What you have to do.
Copy the lines below character for character, omitting the picture.

==== Given data ====

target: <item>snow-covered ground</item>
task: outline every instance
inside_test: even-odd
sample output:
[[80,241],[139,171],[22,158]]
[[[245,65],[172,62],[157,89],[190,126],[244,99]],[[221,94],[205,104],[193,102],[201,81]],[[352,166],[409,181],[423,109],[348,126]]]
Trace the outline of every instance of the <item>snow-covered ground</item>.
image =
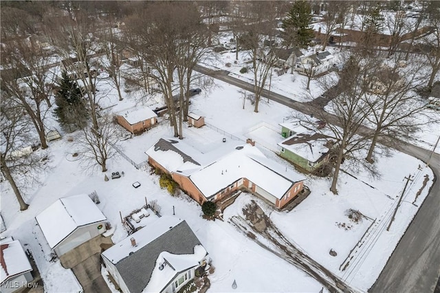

====

Completed exercise.
target: <item>snow-covered ground</item>
task: outline every instance
inside_test: even-odd
sample output:
[[80,241],[139,171],[22,158]]
[[[245,65],[172,62],[157,89],[190,126],[244,99]],[[221,94],[205,104],[193,102],[201,81]],[[352,166],[409,181],[423,109],[348,126]]]
Trace the outline of every instance of the <item>snow-covered ground</item>.
image =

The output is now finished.